**INSTRUKSI A**.
Tampilkan setiap baris catatan yang memuat kata "white".

**TEKS SUMBER**.
━━━━━━━━━━

Pendahuluan
Indonesia
memiliki beraneka ragam budaya yang merupakan kekayaaan bangsa. Keanekaragaman
budaya ini perlu dilestarikan dan dikembangkan secara terus menurus guna
meningkatkan pembangunan ketahanan budaya. Ragam budaya itu adalah suatu
cerminan sikap dan pola hidup masyarakat secara turun-temurun. Nilai-nilai yang
terkandung di dalamnya sudah menjadi warisan yang sangat berharga pada
masyarakat pendukungnya.
Usaha
pembangunan dan modernisasi telah menghadapkan kita secara langsung dengan
masalah kebudayaan Indonesia
dan proses kebudayaan kita memperbaharui diri kita dalam menjawab
tantangan-tantangan kehidupan modern. Peghadapan itu telah menimbulkan suatu
diskusi penting dikalangan umum tentang perlunya kita mempertahankan
kepribadian kita dalam menghadapi perubahan-perubahan sosial yang sangat luas
dan mendalam sekarang ini, serta dalam menghadapi pengaruh kebudayaan luar
negeri dalam berbagai bentuk, termasuk gaya
hidup, pola konsumsi, teknologi dan ilmu pengetahuan.
Disamping itu
disadari bahwa karena di dalam masyarakat yang plural, baik dilihat rasio sudut
suku bangsa, golongan agama dan daerah, dimana golongan-golongan yang ada tidak
sama kemampuan dan kecepatannya untuk menyesuaikan diri, masalah persatuan
bangsa merupakan suatu masalah yang terus-menerus memerlukan perhatian dan
usaha yang efektif. Maka segala aspek ini bertemu dalam usaha untuk merumuskan
suatu strategi kebudayaan yang mampu membimbing proses modernisasi dan
pembangunan sehingga menjaga dan memperkuat kepribadian nasional, kontinuitas
kebudayaan, dan kemampuan kita untuk berdiri di atas kaki sendiri, sekaligus
dengan memperkuat kesatuan nasional
Seperti
halnya upacara Tabuik, mewakili cerminan sikap dan pola hidup masyarakat
Pariaman. Nilai-nilai yang terkandung di dalam setiap rentetan alur pelaksanaan
maupun simbol upacara tersebut menjadi hal yang penting bagi masyarakat
setempat. Tabuik atau lengkapnya upacara Tabuik adalah adalah salah satu
tradisi sosial keagamaan masyarakat minangkabau, khususnya di wilayah Padang Pariaman.

━━━━━━━━━━

**Cuplikan catatan penunjukan**.
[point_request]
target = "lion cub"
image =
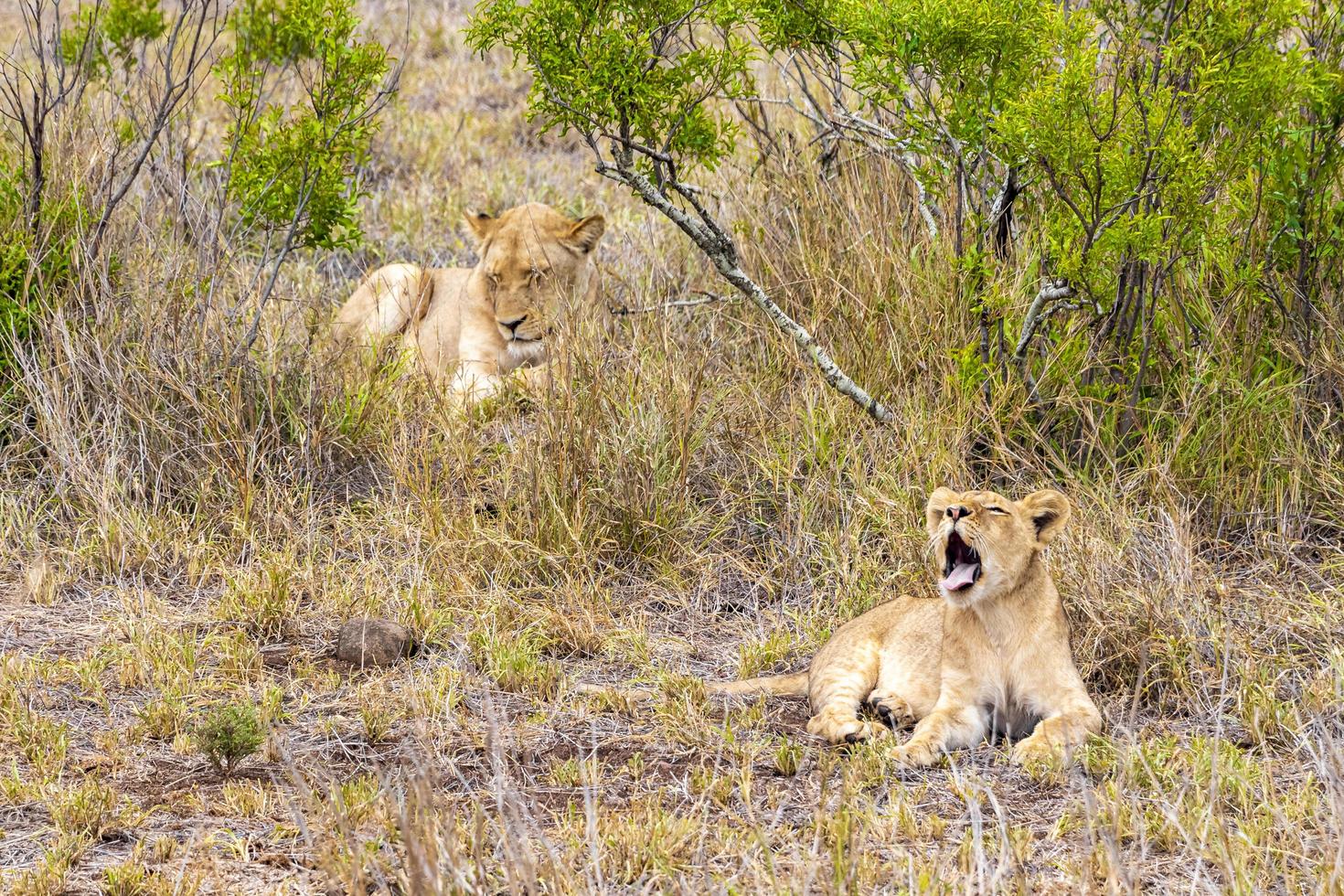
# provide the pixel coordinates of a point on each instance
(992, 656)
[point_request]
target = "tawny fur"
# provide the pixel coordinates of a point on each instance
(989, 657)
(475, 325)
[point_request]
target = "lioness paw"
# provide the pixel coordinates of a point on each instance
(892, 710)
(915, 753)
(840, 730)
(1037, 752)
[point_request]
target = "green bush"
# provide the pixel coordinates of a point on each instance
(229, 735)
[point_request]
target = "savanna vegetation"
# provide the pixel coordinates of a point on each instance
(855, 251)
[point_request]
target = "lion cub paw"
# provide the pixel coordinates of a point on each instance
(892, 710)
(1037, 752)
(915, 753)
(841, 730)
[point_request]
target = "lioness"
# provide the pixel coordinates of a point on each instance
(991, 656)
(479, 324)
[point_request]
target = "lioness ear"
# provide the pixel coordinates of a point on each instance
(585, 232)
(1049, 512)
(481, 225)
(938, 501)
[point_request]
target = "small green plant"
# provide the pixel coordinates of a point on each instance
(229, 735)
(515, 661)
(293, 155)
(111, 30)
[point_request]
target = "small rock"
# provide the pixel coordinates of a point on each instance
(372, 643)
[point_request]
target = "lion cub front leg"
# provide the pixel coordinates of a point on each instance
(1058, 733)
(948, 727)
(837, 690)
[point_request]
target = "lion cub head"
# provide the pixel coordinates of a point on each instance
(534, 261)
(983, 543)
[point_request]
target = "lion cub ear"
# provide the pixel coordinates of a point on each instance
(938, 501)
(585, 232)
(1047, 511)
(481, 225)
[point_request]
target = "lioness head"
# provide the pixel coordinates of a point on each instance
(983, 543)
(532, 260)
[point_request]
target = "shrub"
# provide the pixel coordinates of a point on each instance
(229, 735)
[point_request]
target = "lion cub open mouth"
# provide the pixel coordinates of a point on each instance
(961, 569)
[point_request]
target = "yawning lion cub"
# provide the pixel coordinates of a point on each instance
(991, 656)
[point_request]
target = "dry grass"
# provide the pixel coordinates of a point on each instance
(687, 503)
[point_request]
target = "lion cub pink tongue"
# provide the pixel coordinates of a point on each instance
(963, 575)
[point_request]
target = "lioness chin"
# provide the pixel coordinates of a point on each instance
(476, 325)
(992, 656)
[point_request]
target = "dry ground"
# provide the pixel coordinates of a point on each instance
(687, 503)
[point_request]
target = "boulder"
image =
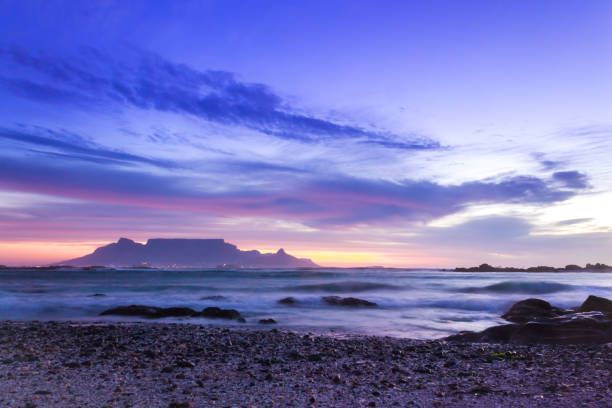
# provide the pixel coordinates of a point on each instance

━━━━━━━━━━

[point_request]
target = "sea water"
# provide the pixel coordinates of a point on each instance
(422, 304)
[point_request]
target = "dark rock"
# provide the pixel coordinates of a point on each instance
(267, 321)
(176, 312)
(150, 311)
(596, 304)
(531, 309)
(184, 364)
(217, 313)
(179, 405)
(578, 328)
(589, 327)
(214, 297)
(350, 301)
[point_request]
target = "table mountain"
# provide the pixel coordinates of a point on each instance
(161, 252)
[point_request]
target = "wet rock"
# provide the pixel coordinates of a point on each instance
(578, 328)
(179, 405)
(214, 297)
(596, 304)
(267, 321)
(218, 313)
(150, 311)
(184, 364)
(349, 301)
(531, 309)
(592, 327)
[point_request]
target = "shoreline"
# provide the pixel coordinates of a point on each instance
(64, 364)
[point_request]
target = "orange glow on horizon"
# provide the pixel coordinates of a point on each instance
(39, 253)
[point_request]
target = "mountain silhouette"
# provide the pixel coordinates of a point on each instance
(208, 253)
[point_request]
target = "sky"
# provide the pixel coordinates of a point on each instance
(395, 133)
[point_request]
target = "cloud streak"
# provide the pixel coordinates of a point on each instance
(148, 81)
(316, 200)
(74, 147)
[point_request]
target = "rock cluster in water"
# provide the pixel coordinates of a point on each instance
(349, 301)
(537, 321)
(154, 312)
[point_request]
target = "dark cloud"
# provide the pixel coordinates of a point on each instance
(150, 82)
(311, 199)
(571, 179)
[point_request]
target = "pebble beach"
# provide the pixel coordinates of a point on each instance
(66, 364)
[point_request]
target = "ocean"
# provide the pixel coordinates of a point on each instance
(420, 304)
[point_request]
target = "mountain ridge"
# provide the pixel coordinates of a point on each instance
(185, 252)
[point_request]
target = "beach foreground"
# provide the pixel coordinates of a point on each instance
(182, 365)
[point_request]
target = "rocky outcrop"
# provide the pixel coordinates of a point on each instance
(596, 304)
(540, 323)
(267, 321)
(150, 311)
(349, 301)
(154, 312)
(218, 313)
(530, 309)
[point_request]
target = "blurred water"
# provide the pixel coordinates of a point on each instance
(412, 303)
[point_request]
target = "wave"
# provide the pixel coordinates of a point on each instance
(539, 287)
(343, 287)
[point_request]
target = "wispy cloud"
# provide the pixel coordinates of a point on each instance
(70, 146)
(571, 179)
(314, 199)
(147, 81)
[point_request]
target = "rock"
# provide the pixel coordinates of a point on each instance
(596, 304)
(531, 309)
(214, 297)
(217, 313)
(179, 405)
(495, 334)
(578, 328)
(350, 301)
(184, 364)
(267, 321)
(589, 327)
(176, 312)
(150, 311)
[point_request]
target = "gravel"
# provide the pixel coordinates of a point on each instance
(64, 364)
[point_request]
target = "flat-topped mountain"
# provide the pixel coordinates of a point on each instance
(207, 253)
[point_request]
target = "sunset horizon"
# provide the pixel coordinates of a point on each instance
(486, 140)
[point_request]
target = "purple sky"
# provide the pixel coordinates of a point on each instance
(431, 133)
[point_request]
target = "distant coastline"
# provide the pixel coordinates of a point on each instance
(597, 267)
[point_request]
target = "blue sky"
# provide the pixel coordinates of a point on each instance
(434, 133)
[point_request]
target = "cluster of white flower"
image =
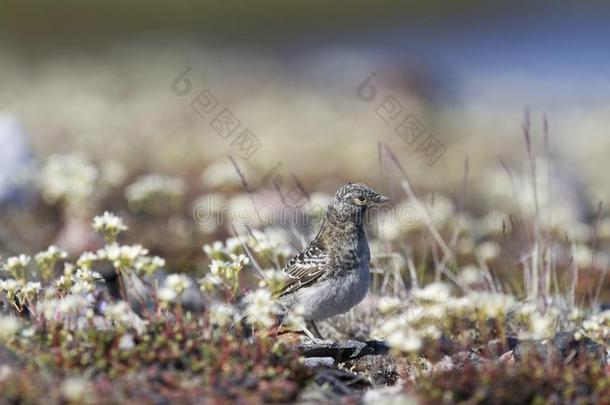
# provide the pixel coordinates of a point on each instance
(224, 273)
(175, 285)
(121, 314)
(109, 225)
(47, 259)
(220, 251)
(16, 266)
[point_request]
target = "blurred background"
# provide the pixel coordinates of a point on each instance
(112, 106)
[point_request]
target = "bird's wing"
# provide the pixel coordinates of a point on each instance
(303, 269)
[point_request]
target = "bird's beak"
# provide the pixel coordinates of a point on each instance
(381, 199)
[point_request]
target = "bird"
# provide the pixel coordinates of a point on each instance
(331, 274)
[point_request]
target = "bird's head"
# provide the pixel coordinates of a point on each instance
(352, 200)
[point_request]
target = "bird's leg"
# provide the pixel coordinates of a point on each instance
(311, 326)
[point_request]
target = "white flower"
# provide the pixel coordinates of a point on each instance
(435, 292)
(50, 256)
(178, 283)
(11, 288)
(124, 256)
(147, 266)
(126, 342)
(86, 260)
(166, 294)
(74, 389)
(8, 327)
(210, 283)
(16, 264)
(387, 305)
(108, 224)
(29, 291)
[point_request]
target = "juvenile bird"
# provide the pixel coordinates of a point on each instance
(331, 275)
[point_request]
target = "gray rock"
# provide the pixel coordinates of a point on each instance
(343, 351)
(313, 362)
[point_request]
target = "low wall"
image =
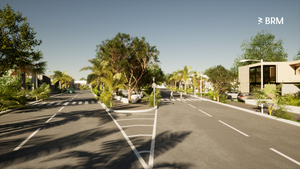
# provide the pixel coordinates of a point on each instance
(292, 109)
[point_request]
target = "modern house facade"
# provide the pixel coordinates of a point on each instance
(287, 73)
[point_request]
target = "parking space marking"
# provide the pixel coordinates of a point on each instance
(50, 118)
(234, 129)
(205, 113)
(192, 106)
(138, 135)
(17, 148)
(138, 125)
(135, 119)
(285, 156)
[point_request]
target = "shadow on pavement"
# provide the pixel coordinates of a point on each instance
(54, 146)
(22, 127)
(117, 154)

━━━━━━━━━━

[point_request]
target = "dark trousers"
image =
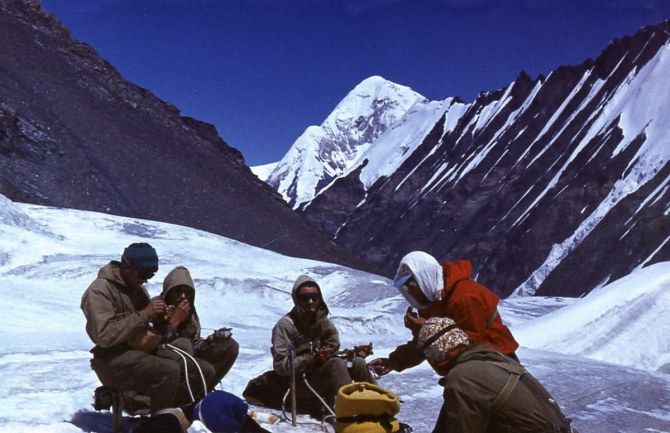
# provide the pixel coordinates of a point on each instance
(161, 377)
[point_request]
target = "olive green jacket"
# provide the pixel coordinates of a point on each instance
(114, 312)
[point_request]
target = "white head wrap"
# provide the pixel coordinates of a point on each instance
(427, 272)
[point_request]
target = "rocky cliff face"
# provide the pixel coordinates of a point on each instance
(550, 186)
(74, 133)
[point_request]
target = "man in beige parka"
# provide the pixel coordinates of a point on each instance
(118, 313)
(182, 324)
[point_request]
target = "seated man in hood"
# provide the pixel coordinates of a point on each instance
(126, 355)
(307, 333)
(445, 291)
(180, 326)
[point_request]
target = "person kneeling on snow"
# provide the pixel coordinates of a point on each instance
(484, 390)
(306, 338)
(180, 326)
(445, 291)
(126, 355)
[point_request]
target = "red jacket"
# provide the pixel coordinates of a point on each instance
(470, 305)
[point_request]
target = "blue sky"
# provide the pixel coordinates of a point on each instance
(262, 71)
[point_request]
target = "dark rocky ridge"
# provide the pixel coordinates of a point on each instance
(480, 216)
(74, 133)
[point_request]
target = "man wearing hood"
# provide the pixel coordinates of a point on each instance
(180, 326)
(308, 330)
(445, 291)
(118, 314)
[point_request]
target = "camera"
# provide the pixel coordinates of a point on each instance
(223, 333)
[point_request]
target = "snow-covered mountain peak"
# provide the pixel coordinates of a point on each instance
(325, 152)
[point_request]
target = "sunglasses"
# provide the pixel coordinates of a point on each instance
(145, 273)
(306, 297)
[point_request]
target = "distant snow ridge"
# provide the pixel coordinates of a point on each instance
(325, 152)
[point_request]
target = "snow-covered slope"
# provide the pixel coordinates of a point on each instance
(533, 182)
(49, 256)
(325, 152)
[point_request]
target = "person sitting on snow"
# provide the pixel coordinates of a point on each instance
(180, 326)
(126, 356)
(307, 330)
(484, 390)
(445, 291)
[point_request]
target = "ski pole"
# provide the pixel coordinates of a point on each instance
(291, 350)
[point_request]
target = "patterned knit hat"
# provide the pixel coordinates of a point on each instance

━━━━━━━━━━

**INSTRUKSI B**.
Tulis ulang bagian teks tentang keragaman budaya dari "Pendahuluan" sampai "masyarakat pendukungnya.", dengan mengganti "warisan" menjadi "pusaka".

**HASIL TUGAS A**.
target = "cluster of white flower"
target = "white flower"
target = "white head wrap"

**HASIL TUGAS B**.
Pendahuluan
Indonesia
memiliki beraneka ragam budaya yang merupakan kekayaaan bangsa. Keanekaragaman
budaya ini perlu dilestarikan dan dikembangkan secara terus menurus guna
meningkatkan pembangunan ketahanan budaya. Ragam budaya itu adalah suatu
cerminan sikap dan pola hidup masyarakat secara turun-temurun. Nilai-nilai yang
terkandung di dalamnya sudah menjadi pusaka yang sangat berharga pada
masyarakat pendukungnya.